#### [Text block]
It's very interesting seeing you two debate this on a very intellectualised level. Having seen your changes, as a clueless consumer who'll only go, "ooo, pretty," I don't particularly see any improvements in making it look 'better' between your designs and Mitching's colour tweaks. It's just slightly different, although Milk's Design I definitely think inferior to Sony's. I prefer the extruded black up around the touch-pad; it's more sophisticated and has more visual interest versus the solid lump to propose. The original style is like a dark controller with white plating added on top, whereas your design looks more like two halves with the white half being continuous. As the other mockups of customisations show, the DS5 design can be used to good effect for two-tone contrasting. And as for your stronger form on the dark half, it's 'Handlebar Moustache' versus 'Dress' of the original. I question the value of breaking down a design piecemeal like that. There are products like cars with coloured highlights where the highlights don't mean anything visually in isolation but look good on the whole.

#### [Information provided]
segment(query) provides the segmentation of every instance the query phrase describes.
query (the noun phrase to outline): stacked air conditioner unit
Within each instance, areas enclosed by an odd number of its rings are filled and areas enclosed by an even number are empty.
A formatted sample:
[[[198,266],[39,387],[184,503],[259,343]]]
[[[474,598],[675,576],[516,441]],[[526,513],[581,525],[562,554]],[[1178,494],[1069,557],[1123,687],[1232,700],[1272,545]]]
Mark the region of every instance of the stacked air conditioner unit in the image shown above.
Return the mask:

#### [Goals]
a – How would you say this sentence from the post about the controller's design in Spanish: "I question the value of breaking down a design piecemeal like that."
b – Could you carry on the post about the controller's design from the point where it stops?

#### [Answers to the tasks]
a – Cuestiono el valor de desglosar un diseño por partes de esa manera.

b –
 
I disagree. The black part gives the illusion that the grips are skinnier than they are and looks much better because of it and the continuity of it the black part connecting with the LEDs adds to the illusion of it being skinnier and more angular which I prefer.

Edit: I was commenting on milks version. I agree with Shifty on this.
 
Fair enough. Peronally I just cant get over the skinny antenas. The only thing I can see is anorexic Space Invader and a mix of wide-arch and narrow-arch curves in opposing directions. My eyes go straight to that intersection of the dark core, the two white plates and the LED strip and I can't look at anything else. I feel like I'll OCD on it for the whole coming generation.
 
Yeah, I had seen your adjustments. While I think your lighter "PS" logo is an improvement, and your enhanced contrast does help present the controller much better, your changes still don't adress what actually bothers me, which is the actual shape that the silhouettes form with this current design. I've made some schematics to better show what I mean.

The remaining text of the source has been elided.